Section 75(2) factors

  1. Subsection (a).  The wife is 48 years old and in good health.  The husband is also 40 years old and physically is in good health.  During the marriage, the wife says the husband became depressed and when depressed his capacity for work fell away.  In mid-2001 he needed psychiatric care during a period when he was unable to work.  Through psychotherapy and medication he settled and after a number of months was able to return to work.  I make an adjustment in the husband’s favour pursuant to the subsection.

  2. Subsection (b).   The parties’ property and financial resources have already been addressed.  The wife’s income is about $33,000 per annum.  The wife is an experienced secretary in secure appropriately paid employment.  The husband’s situation is less certain.  The husband has worked as a builder or carpenter all his life.   After working as an employee or subcontractor he entered a partnership in 1992 and says that at one time the business had $1,000,000-2,000,000 work in progress.  If this evidence is correct, the husband and the business have little to show for this level of activity.  Work in progress is but one part of profitability.  A successful venture requires at least that the work in progress exceeds the cost of producing the work product.  The husband’s modest assets at cohabitation, suggest that whilst C S Pty Limited in its few years of operation may have had significant work in progress, the work in progress did not result in significant profits.  In his own business, the husband has, since 1996, earned a modest income.  Unfortunately, I formed the view that although the husband may be a skilled carpenter and builder, as a businessman he is less able.  Without asset backing and prone to depression, the husband has little prospect of running his own building company in the future.  Although he may disagree, the husband is likely to obtain casual and subcontract work in the building industry.  It is feasible, that as a subcontractor or casual employee, he may earn more than he has been able to earn running his own businesses.  The husband’s capacity to earn an income is less certain than the wife’s.  Nonetheless, because of his vast experience and physical good health, it is likely that the husband will earn at least as much as the wife earns for the foreseeable future.  Accordingly, I make no adjustment pursuant to the subsection.

  3. Subsection (c). Does not arise.

  4. Subsection (d).  The wife has the commitments set out in her financial statement.  Neither she nor the husband has responsibility to support any child.  The husband’s financial circumstances are presently tenuous.  That is because he is unemployed and presently unable to access remaining company funds.  The husband has been living with TD in TD’s home.  Because he is unable to afford to rent his own home, the husband has needed to rely on his friend for accommodation and basic living expenses.  This is a temporary situation and does not warrant adjustment pursuant to the subsection.

  1. Subsection (e).  Neither party has responsibility to support any other person.

  2. Subsection (f). Neither party receives any entitlement referred to in s.75(2)(f).

  3. Subsection (g).  Both parties have endured a reduced standard of living.  Because she is presently employed, the wife is able to afford her own rented accommodation.  Nonetheless, her standard of living is modest.  Presently unable to afford his own accommodation the husband shares with TD.  He has endured a greater fall in his standard of living than the wife.  However, the husband’s reduced standard of living is temporary and does not warrant an adjustment to the subsection.  It cannot be ignored that the husband has had sufficient funds since separation to enjoy five overseas trips, whereas the wife has not travelled. 

  4. Subsection (h) – (l).  These subsections do not arise.

- [DATASET ENTRIES]
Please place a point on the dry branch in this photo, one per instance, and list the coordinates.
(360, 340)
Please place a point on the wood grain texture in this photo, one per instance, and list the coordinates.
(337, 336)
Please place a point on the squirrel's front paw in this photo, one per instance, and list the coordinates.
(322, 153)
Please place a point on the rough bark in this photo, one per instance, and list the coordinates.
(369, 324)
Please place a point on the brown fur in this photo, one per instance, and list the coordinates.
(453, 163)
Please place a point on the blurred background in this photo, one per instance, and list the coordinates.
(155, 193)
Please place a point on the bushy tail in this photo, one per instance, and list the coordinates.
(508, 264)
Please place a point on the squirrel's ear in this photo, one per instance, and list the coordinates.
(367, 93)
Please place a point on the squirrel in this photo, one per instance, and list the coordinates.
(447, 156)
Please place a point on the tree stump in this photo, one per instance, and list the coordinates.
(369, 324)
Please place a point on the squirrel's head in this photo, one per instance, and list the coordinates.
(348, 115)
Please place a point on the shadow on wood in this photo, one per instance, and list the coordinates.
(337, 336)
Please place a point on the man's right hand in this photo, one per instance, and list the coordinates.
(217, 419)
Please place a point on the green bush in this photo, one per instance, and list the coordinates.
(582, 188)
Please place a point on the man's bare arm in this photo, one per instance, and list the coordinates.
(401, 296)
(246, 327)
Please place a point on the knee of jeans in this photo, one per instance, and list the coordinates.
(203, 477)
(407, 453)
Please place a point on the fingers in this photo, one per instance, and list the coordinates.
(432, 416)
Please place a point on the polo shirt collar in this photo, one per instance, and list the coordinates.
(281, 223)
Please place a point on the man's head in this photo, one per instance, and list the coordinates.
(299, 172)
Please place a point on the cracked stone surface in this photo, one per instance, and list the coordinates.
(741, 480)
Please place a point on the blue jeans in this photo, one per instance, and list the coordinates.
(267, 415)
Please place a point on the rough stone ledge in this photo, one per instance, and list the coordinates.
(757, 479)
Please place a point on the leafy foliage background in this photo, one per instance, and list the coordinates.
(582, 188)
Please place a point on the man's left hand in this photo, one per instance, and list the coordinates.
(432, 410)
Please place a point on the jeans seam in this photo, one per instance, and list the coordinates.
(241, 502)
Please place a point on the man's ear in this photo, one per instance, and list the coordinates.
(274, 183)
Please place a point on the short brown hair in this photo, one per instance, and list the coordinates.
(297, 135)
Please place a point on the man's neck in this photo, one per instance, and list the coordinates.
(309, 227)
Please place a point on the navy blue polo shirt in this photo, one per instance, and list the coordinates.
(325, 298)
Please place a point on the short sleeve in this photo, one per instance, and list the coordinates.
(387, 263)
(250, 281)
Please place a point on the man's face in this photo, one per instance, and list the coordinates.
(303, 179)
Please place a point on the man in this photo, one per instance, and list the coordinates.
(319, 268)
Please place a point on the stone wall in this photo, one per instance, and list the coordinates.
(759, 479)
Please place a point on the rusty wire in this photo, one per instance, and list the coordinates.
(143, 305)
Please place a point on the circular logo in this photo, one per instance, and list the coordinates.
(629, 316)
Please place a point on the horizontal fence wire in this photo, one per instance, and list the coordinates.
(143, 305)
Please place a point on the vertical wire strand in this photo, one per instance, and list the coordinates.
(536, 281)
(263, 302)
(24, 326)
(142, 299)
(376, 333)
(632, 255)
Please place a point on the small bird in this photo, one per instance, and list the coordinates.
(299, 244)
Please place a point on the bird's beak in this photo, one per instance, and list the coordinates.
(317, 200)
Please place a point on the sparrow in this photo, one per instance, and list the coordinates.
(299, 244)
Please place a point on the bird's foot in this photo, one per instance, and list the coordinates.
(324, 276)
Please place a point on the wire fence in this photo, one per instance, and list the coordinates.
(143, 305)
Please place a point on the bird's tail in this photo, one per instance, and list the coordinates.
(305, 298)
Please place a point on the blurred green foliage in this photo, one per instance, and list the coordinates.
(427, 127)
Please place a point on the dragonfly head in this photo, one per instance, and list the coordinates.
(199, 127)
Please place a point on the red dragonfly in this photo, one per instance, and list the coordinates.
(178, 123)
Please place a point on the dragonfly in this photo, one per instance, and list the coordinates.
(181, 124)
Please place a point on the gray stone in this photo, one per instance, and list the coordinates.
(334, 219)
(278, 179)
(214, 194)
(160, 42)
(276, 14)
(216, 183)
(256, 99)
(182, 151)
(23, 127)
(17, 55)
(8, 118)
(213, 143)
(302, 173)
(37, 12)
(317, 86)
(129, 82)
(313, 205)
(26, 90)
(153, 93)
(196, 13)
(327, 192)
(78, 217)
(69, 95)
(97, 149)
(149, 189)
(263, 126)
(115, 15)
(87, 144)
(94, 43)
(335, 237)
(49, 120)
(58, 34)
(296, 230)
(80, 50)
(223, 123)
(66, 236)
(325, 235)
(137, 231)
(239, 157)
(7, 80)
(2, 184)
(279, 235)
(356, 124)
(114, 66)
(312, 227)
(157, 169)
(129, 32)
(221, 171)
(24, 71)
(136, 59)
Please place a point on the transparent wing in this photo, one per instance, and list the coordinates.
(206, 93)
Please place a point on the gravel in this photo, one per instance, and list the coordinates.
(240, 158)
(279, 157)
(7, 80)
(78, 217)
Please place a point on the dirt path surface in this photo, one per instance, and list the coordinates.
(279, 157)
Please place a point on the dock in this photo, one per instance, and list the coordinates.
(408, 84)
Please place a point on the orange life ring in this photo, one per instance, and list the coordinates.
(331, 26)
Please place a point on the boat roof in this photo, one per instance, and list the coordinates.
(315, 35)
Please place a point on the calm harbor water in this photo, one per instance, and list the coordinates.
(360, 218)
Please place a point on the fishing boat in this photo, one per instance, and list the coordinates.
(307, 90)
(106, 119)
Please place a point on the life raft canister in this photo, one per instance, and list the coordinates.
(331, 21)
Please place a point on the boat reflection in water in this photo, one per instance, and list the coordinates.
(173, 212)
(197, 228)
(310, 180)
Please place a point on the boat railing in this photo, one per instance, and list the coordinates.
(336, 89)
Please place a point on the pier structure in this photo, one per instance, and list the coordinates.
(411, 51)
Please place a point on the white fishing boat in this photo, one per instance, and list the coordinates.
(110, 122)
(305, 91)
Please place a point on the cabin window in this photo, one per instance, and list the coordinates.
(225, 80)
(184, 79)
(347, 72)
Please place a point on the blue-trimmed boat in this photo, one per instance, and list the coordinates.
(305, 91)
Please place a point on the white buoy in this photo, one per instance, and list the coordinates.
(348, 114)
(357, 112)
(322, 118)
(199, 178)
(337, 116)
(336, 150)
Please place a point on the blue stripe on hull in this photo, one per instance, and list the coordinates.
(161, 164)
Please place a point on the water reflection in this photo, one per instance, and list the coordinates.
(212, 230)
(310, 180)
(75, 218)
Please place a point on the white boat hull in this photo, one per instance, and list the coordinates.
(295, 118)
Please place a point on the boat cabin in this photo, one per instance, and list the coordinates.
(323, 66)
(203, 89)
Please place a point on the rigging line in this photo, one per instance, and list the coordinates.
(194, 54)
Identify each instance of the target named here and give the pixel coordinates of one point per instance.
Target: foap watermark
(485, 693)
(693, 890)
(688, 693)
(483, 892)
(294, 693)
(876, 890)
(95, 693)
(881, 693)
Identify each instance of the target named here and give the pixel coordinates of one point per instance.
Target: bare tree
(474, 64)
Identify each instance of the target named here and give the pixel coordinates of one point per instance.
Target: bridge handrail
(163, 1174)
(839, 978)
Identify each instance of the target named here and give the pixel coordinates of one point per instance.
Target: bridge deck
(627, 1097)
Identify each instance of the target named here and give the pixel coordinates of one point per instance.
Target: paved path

- [REQUIREMENT 1]
According to the section 75(2) factors extract, what is the wife's annual income?
- [REQUIREMENT 2]
In the section 75(2) factors extract, write a shorter version of the paragraph that begins "Subsection (g). Both parties" and keep its main facts.
The data can be set aside and are not needed.

- [ANSWER SECTION 1]
About $33,000 per annum.

- [ANSWER SECTION 2]
Both parties' standard of living has fallen. The wife is employed and can afford her own rented accommodation, though she lives modestly. The husband cannot afford his own accommodation and shares with TD. His standard of living has fallen more than hers, but the fall is temporary and does not warrant an adjustment. Since separation he has had enough money for five overseas trips, while the wife has not traveled.